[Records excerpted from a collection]
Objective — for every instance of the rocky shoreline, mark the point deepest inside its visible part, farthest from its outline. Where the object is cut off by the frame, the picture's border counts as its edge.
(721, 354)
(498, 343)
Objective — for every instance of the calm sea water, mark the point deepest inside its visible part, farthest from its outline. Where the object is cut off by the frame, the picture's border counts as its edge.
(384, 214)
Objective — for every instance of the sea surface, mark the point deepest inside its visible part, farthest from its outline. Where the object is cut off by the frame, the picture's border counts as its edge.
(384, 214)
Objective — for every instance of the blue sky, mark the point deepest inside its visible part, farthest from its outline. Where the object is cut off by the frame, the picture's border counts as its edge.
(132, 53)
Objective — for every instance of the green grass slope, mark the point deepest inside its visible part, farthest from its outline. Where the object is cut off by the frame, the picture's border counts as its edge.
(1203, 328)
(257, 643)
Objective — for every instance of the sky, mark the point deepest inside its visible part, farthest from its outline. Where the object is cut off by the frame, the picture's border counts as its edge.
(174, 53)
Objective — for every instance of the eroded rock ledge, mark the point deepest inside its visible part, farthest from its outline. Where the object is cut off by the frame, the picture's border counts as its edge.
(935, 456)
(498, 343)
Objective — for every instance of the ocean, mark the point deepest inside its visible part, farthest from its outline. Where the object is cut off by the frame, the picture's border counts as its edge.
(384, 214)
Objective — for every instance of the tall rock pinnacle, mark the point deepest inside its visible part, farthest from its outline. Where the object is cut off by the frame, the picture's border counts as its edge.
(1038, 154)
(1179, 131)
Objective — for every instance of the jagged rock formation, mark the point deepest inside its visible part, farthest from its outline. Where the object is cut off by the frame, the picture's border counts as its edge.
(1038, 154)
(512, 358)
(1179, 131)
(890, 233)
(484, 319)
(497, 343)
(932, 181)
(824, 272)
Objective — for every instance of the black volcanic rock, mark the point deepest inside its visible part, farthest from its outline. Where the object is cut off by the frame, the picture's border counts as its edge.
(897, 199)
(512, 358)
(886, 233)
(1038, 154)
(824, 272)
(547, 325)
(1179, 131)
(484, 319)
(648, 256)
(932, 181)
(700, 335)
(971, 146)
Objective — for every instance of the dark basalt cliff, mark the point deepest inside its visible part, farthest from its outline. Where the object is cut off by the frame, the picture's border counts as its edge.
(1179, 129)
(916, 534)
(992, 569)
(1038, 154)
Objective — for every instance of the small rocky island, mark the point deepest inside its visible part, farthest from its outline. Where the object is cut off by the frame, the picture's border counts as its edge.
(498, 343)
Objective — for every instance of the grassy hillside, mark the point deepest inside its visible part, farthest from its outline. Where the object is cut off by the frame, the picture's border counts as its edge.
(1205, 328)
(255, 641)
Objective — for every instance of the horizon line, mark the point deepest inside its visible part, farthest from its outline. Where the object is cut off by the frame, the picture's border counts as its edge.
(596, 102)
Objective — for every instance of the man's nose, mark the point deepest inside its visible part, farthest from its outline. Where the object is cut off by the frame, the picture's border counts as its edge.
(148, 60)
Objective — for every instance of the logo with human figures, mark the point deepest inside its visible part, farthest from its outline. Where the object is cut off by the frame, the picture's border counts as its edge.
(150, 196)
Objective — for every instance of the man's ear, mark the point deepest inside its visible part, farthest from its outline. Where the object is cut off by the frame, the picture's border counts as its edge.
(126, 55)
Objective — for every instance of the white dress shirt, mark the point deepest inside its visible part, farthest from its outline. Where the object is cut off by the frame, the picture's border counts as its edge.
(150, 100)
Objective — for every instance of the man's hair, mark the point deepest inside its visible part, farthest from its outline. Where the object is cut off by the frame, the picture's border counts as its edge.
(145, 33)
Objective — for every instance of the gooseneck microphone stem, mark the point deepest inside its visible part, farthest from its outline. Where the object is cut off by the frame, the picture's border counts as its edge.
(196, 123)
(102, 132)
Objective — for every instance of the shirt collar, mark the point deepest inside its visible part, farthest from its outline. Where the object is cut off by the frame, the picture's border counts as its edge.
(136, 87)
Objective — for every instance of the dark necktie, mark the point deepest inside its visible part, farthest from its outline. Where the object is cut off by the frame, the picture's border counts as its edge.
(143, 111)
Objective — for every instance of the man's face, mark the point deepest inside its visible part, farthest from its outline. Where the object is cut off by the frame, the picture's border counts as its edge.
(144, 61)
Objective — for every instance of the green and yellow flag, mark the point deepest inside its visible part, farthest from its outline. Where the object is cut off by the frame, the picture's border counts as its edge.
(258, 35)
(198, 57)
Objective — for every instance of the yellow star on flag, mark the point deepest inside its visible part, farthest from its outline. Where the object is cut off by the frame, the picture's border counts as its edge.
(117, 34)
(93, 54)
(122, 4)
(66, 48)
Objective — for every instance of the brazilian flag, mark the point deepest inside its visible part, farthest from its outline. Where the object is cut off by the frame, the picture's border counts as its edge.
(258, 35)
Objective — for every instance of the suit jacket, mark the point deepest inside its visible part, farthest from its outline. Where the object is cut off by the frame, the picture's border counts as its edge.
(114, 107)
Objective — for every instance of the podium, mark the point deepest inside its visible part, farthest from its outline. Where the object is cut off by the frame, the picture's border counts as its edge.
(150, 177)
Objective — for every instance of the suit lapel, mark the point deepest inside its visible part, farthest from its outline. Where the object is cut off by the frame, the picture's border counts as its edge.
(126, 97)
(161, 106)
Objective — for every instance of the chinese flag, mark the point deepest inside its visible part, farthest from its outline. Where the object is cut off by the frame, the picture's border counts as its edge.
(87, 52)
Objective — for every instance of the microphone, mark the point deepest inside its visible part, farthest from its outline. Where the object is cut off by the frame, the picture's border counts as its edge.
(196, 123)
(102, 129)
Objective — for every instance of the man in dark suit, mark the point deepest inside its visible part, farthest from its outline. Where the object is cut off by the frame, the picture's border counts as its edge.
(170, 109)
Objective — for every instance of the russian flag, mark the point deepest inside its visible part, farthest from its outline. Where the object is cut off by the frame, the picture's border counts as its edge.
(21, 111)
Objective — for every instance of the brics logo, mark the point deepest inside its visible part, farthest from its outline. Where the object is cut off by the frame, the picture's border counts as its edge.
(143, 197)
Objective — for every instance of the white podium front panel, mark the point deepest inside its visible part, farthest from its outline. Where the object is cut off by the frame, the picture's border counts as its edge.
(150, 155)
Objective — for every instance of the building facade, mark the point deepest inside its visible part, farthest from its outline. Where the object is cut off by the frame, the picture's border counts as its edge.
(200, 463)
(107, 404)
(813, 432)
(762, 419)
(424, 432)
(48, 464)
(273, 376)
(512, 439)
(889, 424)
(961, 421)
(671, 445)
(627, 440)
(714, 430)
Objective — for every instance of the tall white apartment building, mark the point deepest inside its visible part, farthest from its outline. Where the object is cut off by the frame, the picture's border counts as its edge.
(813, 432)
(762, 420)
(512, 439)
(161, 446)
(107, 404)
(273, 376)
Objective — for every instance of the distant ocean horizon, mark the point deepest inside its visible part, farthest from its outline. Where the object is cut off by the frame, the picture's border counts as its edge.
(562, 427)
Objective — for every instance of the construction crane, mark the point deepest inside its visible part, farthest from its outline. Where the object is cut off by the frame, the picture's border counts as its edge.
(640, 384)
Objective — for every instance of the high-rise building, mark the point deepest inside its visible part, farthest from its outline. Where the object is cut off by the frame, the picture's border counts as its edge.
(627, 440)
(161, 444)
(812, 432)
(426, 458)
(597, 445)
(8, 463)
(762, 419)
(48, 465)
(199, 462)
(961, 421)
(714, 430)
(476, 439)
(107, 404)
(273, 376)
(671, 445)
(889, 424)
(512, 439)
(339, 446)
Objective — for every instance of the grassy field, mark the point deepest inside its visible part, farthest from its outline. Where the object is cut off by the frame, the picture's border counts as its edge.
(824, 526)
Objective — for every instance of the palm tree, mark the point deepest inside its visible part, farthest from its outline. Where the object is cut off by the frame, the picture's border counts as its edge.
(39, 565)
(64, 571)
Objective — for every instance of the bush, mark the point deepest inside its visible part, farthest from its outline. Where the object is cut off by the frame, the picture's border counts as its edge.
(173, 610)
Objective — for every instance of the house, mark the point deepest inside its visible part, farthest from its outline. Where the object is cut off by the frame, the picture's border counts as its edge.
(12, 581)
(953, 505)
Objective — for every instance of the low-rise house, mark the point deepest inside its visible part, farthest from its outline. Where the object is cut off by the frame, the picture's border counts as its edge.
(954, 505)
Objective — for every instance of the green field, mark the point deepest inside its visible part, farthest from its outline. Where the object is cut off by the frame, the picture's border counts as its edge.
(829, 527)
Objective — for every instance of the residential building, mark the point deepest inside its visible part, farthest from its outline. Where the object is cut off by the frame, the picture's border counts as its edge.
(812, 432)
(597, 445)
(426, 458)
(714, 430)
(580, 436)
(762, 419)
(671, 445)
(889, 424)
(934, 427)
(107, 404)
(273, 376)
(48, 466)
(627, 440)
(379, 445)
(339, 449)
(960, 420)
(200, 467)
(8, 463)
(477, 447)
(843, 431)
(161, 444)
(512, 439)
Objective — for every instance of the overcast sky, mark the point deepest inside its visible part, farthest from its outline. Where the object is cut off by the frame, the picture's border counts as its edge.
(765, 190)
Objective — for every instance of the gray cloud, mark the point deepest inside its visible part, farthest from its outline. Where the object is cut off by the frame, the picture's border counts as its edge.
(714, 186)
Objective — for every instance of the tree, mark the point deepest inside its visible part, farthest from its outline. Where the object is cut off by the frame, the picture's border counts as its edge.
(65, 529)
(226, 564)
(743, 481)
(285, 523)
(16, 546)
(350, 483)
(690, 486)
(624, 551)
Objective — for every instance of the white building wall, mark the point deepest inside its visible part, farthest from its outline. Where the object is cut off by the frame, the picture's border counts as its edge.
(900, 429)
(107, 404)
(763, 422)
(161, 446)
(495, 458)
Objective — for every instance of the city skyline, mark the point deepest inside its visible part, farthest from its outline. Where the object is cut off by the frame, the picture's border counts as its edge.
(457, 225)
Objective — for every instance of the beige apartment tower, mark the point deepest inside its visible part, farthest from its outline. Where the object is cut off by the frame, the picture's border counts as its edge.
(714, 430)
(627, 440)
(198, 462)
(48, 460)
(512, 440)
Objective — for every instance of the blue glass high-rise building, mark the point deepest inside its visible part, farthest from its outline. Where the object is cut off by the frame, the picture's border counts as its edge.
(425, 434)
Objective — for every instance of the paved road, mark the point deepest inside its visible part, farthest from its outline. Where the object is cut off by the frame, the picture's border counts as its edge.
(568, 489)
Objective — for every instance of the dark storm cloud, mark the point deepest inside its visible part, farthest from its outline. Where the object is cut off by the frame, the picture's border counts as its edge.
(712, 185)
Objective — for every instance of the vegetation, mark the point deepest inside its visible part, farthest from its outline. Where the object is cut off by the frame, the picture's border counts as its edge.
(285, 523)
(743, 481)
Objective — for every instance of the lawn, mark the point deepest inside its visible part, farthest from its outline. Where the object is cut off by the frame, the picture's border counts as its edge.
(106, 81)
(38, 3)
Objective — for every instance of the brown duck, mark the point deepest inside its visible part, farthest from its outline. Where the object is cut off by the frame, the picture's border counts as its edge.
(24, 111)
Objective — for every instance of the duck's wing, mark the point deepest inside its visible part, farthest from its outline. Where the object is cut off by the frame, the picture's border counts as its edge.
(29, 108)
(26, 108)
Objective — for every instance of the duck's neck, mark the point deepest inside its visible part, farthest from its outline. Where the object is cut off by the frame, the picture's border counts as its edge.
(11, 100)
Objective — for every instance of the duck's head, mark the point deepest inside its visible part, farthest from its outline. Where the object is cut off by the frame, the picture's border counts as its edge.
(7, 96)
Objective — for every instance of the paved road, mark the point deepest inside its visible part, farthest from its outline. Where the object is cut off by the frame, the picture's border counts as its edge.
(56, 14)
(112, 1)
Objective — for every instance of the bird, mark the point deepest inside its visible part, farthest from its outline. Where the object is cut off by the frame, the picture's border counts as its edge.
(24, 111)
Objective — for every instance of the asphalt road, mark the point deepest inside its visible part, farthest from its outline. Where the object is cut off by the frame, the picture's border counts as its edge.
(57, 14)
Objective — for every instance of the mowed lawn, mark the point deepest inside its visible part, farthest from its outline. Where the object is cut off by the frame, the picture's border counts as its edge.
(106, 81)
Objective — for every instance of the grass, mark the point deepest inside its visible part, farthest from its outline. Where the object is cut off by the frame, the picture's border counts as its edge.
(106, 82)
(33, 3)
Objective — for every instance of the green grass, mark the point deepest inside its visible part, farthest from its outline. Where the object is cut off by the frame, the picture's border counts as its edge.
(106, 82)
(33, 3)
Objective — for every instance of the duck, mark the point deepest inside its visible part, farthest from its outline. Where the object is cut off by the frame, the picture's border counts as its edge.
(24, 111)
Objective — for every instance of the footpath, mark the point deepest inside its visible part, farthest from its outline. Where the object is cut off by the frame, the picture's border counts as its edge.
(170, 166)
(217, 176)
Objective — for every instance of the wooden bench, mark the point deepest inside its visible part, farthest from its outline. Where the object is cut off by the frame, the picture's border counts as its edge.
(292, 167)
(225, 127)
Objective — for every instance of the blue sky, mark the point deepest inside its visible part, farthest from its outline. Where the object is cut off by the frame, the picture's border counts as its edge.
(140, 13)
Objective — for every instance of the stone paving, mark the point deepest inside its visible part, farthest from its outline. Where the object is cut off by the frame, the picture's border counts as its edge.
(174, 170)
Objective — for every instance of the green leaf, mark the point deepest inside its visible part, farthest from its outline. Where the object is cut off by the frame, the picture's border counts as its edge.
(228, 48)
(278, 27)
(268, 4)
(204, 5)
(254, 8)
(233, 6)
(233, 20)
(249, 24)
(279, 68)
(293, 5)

» **TASK DIRECTIONS**: Quote, word for word, every line starting at the one that contains "Objective — for every instance of the stone" and ending with the final line of the entries.

» **OUTPUT BELOW**:
Objective — for every instance of the stone paving, mark the point deepest inside its visible part, farthest from its outline. Where the object is cut off by the frame, the picture's border counts as its edge.
(174, 170)
Objective — for every instance of the green leaf, mark the point deepest inside its visible part, farthest from its outline. Where the object is cut off by the frame, the picture's border counts as its edge.
(228, 48)
(278, 27)
(268, 4)
(204, 5)
(254, 8)
(233, 6)
(233, 20)
(249, 24)
(279, 68)
(293, 5)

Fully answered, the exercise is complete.